(Point-per-instance localization data)
◆ ◆ ◆ ◆ ◆ ◆ ◆

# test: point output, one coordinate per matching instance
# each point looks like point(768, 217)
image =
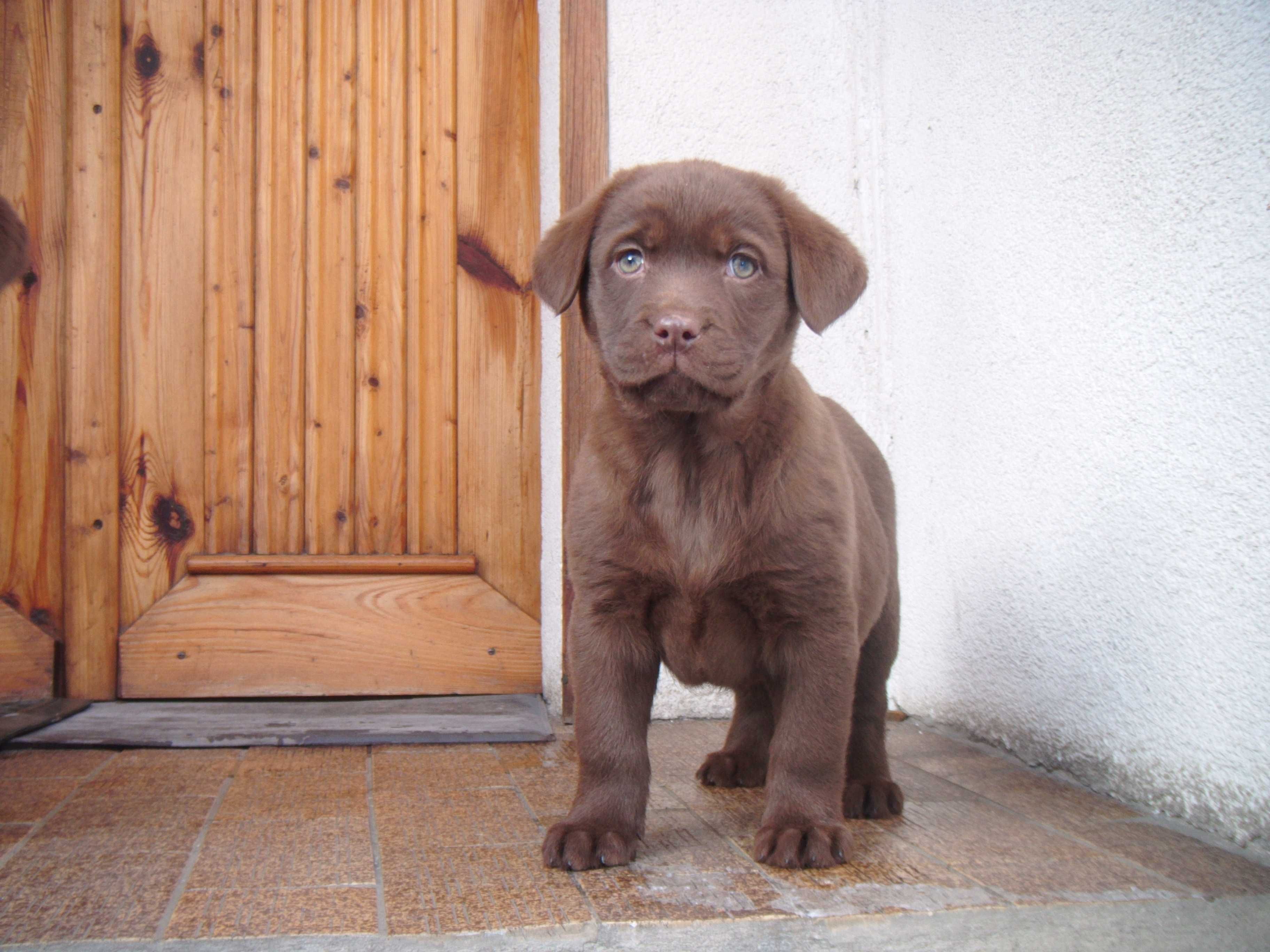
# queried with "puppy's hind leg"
point(743, 760)
point(870, 791)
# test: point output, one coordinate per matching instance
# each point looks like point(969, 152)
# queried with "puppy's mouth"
point(677, 393)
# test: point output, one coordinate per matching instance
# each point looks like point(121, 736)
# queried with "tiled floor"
point(164, 844)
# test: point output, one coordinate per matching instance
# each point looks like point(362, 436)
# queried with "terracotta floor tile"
point(123, 814)
point(11, 833)
point(439, 768)
point(963, 833)
point(963, 762)
point(923, 787)
point(272, 795)
point(237, 913)
point(907, 739)
point(1203, 867)
point(884, 875)
point(467, 818)
point(285, 854)
point(328, 760)
point(49, 898)
point(548, 793)
point(153, 772)
point(1093, 880)
point(1047, 800)
point(684, 870)
point(731, 811)
point(549, 754)
point(30, 800)
point(477, 888)
point(51, 763)
point(677, 748)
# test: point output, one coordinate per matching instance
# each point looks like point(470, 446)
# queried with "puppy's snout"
point(676, 332)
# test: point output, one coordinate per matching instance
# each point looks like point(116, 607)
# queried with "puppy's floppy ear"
point(13, 244)
point(827, 272)
point(562, 257)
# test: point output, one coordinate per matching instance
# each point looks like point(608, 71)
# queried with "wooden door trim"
point(583, 168)
point(26, 658)
point(271, 636)
point(332, 565)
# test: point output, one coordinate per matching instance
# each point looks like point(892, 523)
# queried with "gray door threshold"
point(227, 724)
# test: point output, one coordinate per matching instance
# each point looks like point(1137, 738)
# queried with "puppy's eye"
point(630, 262)
point(742, 266)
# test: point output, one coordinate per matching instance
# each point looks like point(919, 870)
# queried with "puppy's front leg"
point(813, 681)
point(614, 680)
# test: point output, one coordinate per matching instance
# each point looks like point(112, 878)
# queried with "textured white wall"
point(1064, 351)
point(1077, 239)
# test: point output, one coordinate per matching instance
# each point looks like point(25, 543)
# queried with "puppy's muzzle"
point(675, 332)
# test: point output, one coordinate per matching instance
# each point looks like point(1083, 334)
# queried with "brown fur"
point(13, 244)
point(722, 518)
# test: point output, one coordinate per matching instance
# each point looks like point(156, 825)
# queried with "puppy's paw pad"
point(873, 799)
point(803, 846)
point(731, 770)
point(570, 846)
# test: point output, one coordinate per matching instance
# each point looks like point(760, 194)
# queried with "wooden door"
point(272, 390)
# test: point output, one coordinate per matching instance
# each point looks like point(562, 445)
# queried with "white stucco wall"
point(1065, 351)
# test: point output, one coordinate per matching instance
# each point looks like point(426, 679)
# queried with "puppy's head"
point(692, 277)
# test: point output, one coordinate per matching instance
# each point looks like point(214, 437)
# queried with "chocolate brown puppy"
point(722, 517)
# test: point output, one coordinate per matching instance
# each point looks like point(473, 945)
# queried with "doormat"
point(23, 716)
point(234, 724)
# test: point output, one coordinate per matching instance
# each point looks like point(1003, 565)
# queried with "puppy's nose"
point(676, 332)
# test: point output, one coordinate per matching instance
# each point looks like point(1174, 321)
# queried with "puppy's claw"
point(803, 846)
point(578, 847)
point(732, 768)
point(877, 799)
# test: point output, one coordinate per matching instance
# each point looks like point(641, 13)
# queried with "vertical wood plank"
point(92, 539)
point(229, 88)
point(32, 177)
point(162, 299)
point(280, 281)
point(331, 292)
point(382, 384)
point(498, 318)
point(432, 441)
point(583, 169)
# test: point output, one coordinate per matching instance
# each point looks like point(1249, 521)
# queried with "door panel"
point(323, 342)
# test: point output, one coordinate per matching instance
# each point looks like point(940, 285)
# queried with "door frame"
point(583, 169)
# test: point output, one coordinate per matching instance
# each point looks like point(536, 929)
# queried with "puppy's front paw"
point(798, 846)
point(571, 846)
point(877, 799)
point(726, 768)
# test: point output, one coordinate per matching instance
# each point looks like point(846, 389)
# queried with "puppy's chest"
point(699, 521)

◆ ◆ ◆ ◆ ◆ ◆ ◆

▸ **What the exercise asks**: Every line above must be printed again exactly, pictures excluded.

▸ **Written response**:
# test: point output, one coordinate per matching instance
# each point looks like point(768, 217)
image =
# queried with "puppy's hind leg"
point(743, 760)
point(870, 791)
# test: point output, one coordinate per matching instance
# each point looks like point(969, 152)
# queried with "puppy's mouth"
point(677, 393)
# test: point output, one coordinate per matching instance
# each point looks like point(121, 736)
# queried with "tiled floor"
point(164, 844)
# test: point output, one coordinate per matching instance
# each point looks like point(362, 436)
# queried with "terracotta floor tile"
point(123, 814)
point(11, 833)
point(439, 768)
point(963, 833)
point(963, 762)
point(923, 787)
point(272, 795)
point(237, 913)
point(907, 739)
point(1203, 867)
point(884, 875)
point(467, 818)
point(285, 854)
point(328, 760)
point(49, 898)
point(548, 793)
point(153, 772)
point(1093, 880)
point(1047, 800)
point(684, 870)
point(731, 811)
point(549, 754)
point(30, 800)
point(477, 888)
point(51, 763)
point(677, 748)
# test: point output, one coordinate per matching instance
# each point looks like point(470, 446)
# queried with "puppy's snout"
point(676, 332)
# test: point output, one coordinate per matching instance
# each point looks like point(116, 607)
# queried with "puppy's floppy ear"
point(13, 244)
point(827, 272)
point(562, 257)
# test: point output, one coordinate per matching instance
# each point looks like point(608, 71)
# queried with "wooden door trim"
point(583, 168)
point(26, 658)
point(271, 636)
point(332, 565)
# test: point output, one coordinate per matching instance
# each point looks like point(892, 523)
# queried with "gray door threshold"
point(227, 724)
# test: point output, one coordinate per matching instance
# each point looks like point(1137, 738)
# queried with "puppy's eye"
point(630, 262)
point(742, 266)
# test: point output, one coordinate per matching instance
# each point looks like point(919, 870)
# queried with "puppy's front leg"
point(813, 681)
point(614, 680)
# test: point output, one coordinate per matching instance
# each point looks like point(112, 878)
# queried with "textured white wall"
point(1064, 351)
point(1077, 239)
# test: point output, one coordinate per matching instance
# each point looks like point(25, 543)
# queried with "puppy's muzzle"
point(675, 332)
# test: point output, one coordinate per matching instance
# each point looks like point(1083, 334)
# queried with "brown fur"
point(13, 244)
point(722, 518)
# test: point output, one coordinate per matching instance
# each point looks like point(156, 825)
# queried with "puppy's paw pad"
point(873, 799)
point(803, 846)
point(731, 770)
point(570, 846)
# test: point output, one coordinate per matching instance
# each point looks like point(760, 194)
# queried with "wooden door"
point(272, 390)
# test: point output, one coordinate per matching instance
# each point looks like point(562, 445)
# queried with "white stucco wall"
point(1065, 351)
# test: point output, one coordinate per matching instance
# each point looks like point(426, 679)
# queried with "puppy's head"
point(692, 277)
# test: point output, one coordinate per matching instance
# each point looks like point(214, 437)
# queried with "chocolate brown puppy"
point(722, 517)
# test: point output, one coordinate per matching instance
# each point looks like point(473, 945)
# queried with "doormat"
point(23, 716)
point(234, 724)
# test: point output, one coordinate per matching instance
# each point looks like point(1003, 565)
# queried with "puppy's nose"
point(676, 332)
# test: point output, one coordinate per matching instance
# each point looks like point(1174, 321)
# queried with "puppy's claw"
point(803, 846)
point(578, 847)
point(732, 768)
point(877, 799)
# test: point output, one coordinate per matching instance
# each point looks like point(641, 13)
# queried with "vertical wood plank"
point(92, 539)
point(229, 88)
point(32, 177)
point(162, 299)
point(280, 281)
point(331, 292)
point(382, 384)
point(498, 318)
point(432, 441)
point(583, 169)
# test: point output, one coordinate per matching instance
# each point looks like point(1249, 521)
# queried with "door panel"
point(323, 342)
# test: point output, one coordinate per matching instance
# each point looks like point(940, 285)
# queried with "door frame"
point(583, 169)
# test: point output, one coordinate per matching instance
# each point looks like point(536, 929)
# queried with "puppy's front paw"
point(798, 846)
point(571, 846)
point(877, 799)
point(726, 768)
# test: point output, one coordinate per matching instance
# each point looks like point(846, 389)
# queried with "puppy's chest"
point(699, 521)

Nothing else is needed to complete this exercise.